SHORT EXERCISE:
Copy out all of the items below, swapping "Put a dot on" for "Place a point on" wherever it appears and leaving everything else unchanged. Leave the pictures out of your answer.

[Stored dataset items]
⁂

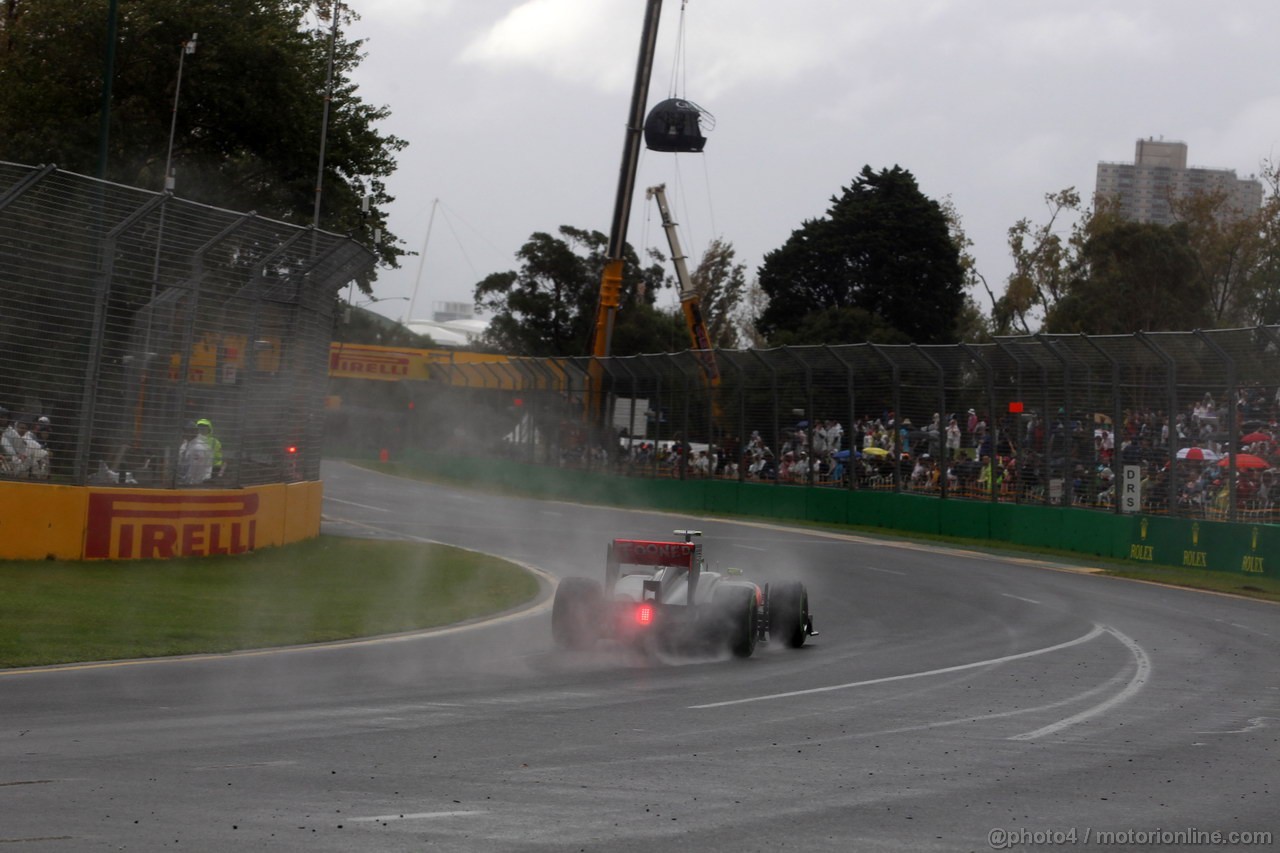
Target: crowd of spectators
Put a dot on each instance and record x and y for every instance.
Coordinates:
(23, 446)
(1060, 457)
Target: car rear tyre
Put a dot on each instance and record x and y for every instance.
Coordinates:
(789, 614)
(576, 612)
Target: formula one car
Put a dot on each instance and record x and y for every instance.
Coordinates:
(658, 596)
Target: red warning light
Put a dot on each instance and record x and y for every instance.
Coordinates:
(644, 614)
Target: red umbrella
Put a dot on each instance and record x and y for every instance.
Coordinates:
(1246, 461)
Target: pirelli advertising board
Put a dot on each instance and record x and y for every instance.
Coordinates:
(385, 364)
(69, 523)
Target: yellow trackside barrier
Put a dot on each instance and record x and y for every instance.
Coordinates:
(39, 521)
(73, 523)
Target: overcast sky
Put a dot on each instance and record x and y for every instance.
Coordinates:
(515, 113)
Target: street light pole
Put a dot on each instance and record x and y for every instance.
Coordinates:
(324, 121)
(187, 48)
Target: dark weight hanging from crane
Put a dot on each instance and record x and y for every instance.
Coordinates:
(676, 126)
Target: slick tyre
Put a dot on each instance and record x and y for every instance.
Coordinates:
(736, 607)
(576, 612)
(789, 614)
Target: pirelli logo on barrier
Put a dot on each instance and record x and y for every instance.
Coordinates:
(135, 525)
(361, 361)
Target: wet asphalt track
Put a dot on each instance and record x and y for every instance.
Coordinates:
(949, 696)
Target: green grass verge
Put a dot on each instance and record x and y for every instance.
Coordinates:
(1261, 588)
(319, 591)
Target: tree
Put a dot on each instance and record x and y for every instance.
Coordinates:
(1045, 264)
(548, 306)
(883, 250)
(248, 118)
(1228, 246)
(1134, 277)
(721, 286)
(1264, 299)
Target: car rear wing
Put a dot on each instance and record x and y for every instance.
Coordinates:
(645, 552)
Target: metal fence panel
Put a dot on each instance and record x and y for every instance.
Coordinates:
(127, 313)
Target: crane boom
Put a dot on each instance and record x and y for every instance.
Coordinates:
(689, 301)
(611, 279)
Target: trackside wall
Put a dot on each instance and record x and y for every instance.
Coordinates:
(1153, 541)
(40, 521)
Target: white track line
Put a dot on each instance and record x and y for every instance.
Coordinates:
(419, 816)
(1136, 683)
(1097, 630)
(362, 506)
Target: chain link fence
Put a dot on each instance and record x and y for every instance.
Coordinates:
(1061, 420)
(127, 314)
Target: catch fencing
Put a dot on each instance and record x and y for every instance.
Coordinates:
(1160, 423)
(124, 314)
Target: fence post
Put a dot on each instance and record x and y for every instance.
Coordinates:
(97, 340)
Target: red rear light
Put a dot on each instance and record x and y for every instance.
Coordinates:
(644, 614)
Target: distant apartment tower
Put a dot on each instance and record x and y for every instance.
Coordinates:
(1159, 173)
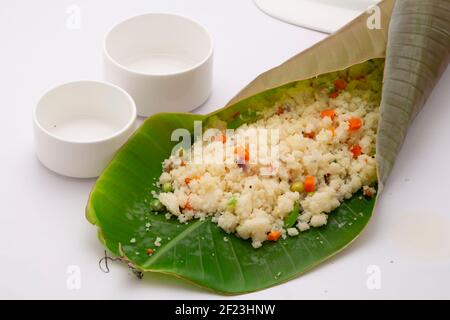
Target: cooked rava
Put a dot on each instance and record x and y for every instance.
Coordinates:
(326, 152)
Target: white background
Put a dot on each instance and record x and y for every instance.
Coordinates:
(42, 225)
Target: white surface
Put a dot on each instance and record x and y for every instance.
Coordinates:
(164, 61)
(79, 126)
(321, 15)
(43, 229)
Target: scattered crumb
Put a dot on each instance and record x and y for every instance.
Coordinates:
(292, 232)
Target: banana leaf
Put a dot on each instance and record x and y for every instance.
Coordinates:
(197, 251)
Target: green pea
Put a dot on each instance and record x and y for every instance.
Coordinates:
(298, 187)
(167, 187)
(156, 205)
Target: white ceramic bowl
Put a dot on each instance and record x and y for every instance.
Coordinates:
(163, 60)
(79, 126)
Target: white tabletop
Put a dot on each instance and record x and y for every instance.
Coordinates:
(403, 253)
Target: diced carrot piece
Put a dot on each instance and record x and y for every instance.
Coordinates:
(274, 235)
(340, 84)
(334, 94)
(356, 150)
(280, 111)
(354, 124)
(310, 135)
(188, 180)
(333, 131)
(328, 113)
(222, 138)
(242, 153)
(309, 184)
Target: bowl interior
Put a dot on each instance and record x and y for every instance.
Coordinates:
(158, 43)
(85, 111)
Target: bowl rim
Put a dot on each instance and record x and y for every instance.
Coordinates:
(110, 137)
(148, 74)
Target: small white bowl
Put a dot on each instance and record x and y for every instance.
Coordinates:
(163, 60)
(78, 127)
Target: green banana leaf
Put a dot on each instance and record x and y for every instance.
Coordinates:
(201, 252)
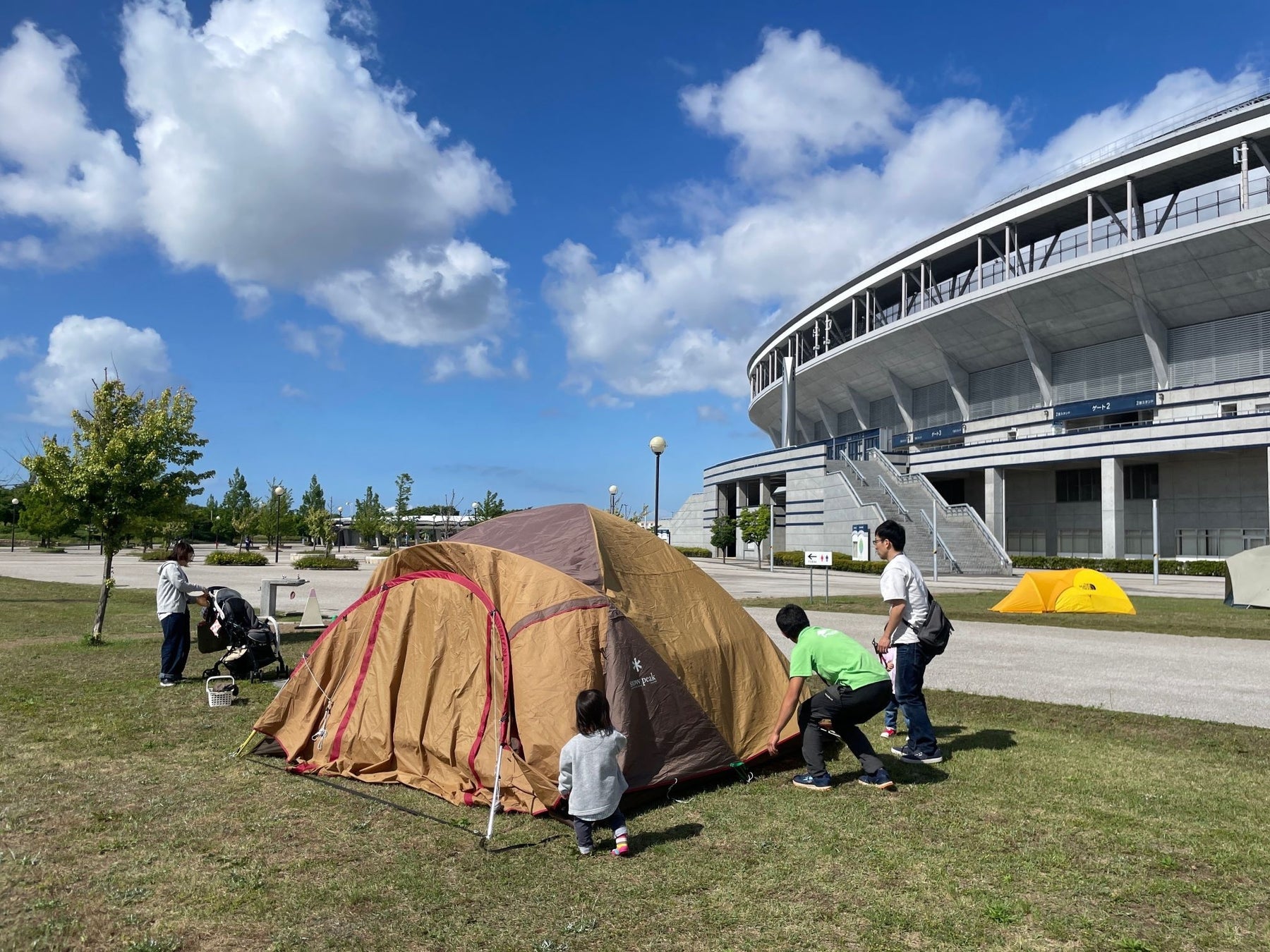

⁂

RIGHT ANSWER:
Target: crowd of spectators
Place a point on each instance and record x and y for every instance.
Coordinates:
(23, 446)
(1060, 457)
Target: car rear tyre
Place a point on each instance and record x and y for every instance.
Coordinates:
(789, 614)
(576, 612)
Target: formula one car
Place a point on each instance and record x and y for every instance.
Coordinates:
(658, 596)
Target: red warning light
Place a point on each instance and record x and y for every instance.
Coordinates:
(644, 614)
Target: red umbrella
Place a point on each instance and record x and y for every instance.
Coordinates:
(1246, 461)
Target: pirelli advertising board
Place a point on each instance and record x and y for every instance.
Coordinates:
(385, 364)
(69, 523)
Target: yellow trackside barrier
Place a point on each instance and record x and y for every instance.
Coordinates:
(39, 521)
(73, 523)
Target: overcast sky
Place a point on each instance and record x and y for every instance.
Coordinates:
(515, 113)
Target: street light pole
Place a point on each instance and record x and y for every instance.
Coordinates:
(324, 121)
(187, 48)
Target: dark weight hanging from crane
Place a point on each instance and record x and y for every instance.
Coordinates:
(676, 126)
Target: slick tyre
Place a point on each instance and record x and y for every instance.
Coordinates:
(736, 607)
(576, 612)
(789, 614)
Target: pirelli logo on barrier
Place a point on each instance and record x and y for every instance.
Coordinates:
(135, 525)
(361, 361)
Target: wet asphalt track
Place a point on each instance and record x and y for every instance.
Coordinates:
(949, 696)
Target: green grass verge
Place a point on each instance and record x and y for every instance.
Coordinates:
(1261, 588)
(319, 591)
Target: tree
Place a point on each instance and record x and y for every instance.
Coordinates:
(1045, 264)
(548, 306)
(883, 250)
(248, 118)
(1228, 246)
(1134, 277)
(721, 286)
(1264, 299)
Target: car rear wing
Place a point on each instance and record x and y for every instance.
Coordinates:
(645, 552)
Target: metal fence panel
Place a point on each instance and record x and y for every instance.
Coordinates:
(127, 313)
Target: crane boom
Place a point on each instance and record x and y for every instance.
Coordinates:
(689, 301)
(611, 279)
Target: trackside wall
Place a point on each instance and record x and y for every instance.
Coordinates:
(1153, 541)
(40, 521)
Target: white track line
Place a point on each instance and record x and y for every instance.
Coordinates:
(419, 816)
(1136, 683)
(1097, 630)
(362, 506)
Target: chain link fence
Place a point on each instance and record x and y for every instance.
Coordinates:
(1061, 420)
(127, 314)
Target: catch fencing
Place a point on each instance and record x and y for every instance.
Coordinates:
(1160, 423)
(124, 314)
Target: fence post
Place a point on each instance and record x and y for every instance.
Coordinates:
(97, 340)
Target: red rear light
Place a point on each instance and record x and y for every instance.
Coordinates:
(644, 614)
Target: distant apartment tower
Place a point on each instance and record x and y for every instance.
Coordinates:
(1159, 173)
Target: cooked rava
Place a point on each instance and record x and y for every instance.
Coordinates:
(326, 152)
Target: white background
Place a point on each instance and record x and y for every instance.
Coordinates:
(42, 225)
Target: white surface
Place a point on each instance and record x and y for every instance.
Coordinates:
(164, 61)
(79, 126)
(321, 15)
(43, 229)
Target: scattered crumb
Place a point on each instance and record x and y for every instance.
Coordinates:
(292, 232)
Target: banana leaf
Place a point on each instance and record x and y for every instance.
Coordinates:
(197, 251)
Target: green pea
Place a point on each instance and record x and y for every instance.
Coordinates:
(298, 187)
(167, 187)
(156, 205)
Target: white ceramic bowl
Place a point on each instance and record x and y for every instance.
Coordinates:
(163, 60)
(79, 126)
Target: white tabletop
Place a point on each instance and record x and y for every instance.
Coordinates:
(403, 253)
Target: diced carrot piece
Place a point on each instance and record x and y for every instance.
Coordinates:
(274, 235)
(340, 84)
(334, 94)
(356, 150)
(280, 111)
(354, 124)
(310, 135)
(188, 180)
(333, 131)
(328, 113)
(222, 138)
(242, 153)
(309, 184)
Target: bowl interior
Place a point on each instance and record x and y for every instance.
Coordinates:
(158, 43)
(85, 111)
Target: bowl rim
Place a point on each instance and record x and y for every instance.
Coordinates:
(110, 137)
(148, 74)
Target: small white bowl
Place a point on each instance and record x and y for every instance.
Coordinates:
(163, 60)
(78, 127)
Target: green banana leaf
Place a point on each instance and record x and y for every instance.
Coordinates:
(201, 252)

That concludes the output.